◆ What the task requires:
Find each line in the records below that contains the word "white", and copy those lines out in full.

________________________

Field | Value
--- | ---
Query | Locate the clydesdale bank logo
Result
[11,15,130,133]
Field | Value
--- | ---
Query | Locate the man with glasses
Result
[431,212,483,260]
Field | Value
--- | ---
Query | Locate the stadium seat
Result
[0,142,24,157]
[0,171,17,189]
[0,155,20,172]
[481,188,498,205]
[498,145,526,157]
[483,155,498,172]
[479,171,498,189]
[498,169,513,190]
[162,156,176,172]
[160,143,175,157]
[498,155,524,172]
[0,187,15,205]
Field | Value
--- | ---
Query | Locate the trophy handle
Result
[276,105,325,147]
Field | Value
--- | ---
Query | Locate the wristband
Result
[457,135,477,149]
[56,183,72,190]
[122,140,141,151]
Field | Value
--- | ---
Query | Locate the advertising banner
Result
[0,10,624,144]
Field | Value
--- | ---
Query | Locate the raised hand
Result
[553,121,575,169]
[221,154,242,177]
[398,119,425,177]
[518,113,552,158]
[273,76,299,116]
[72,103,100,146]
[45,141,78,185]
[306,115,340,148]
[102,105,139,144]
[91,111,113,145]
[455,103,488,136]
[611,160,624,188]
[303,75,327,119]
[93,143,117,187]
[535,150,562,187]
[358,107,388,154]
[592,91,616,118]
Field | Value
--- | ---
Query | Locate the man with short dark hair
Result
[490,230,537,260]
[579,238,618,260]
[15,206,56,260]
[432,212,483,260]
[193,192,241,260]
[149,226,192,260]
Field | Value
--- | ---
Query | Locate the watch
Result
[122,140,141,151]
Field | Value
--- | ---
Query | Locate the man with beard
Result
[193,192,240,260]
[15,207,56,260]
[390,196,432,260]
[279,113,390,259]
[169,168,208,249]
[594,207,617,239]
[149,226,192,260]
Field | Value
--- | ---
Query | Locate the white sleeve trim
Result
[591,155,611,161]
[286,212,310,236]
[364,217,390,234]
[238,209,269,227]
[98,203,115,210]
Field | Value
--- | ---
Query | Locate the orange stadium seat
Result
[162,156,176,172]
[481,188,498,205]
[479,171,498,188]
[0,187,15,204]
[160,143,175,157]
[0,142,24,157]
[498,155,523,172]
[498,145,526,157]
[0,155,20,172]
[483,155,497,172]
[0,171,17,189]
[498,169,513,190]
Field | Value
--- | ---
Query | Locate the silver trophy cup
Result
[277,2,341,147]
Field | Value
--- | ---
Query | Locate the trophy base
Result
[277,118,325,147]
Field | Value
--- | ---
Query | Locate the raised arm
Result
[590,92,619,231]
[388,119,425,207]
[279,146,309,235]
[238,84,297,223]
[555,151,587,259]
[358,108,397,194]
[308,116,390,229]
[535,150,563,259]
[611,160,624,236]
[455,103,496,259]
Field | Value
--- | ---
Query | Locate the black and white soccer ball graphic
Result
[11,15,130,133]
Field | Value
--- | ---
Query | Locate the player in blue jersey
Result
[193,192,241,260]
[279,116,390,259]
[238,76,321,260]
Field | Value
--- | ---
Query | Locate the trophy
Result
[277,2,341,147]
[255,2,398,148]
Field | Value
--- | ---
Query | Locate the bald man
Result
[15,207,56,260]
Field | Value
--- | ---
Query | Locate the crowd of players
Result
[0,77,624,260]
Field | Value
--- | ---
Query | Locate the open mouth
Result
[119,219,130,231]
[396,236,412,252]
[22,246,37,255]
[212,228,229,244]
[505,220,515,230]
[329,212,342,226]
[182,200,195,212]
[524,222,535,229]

________________________

◆ Task response:
Query | Locate the white sleeve trim
Query | Locate the black and white soccer ball graphic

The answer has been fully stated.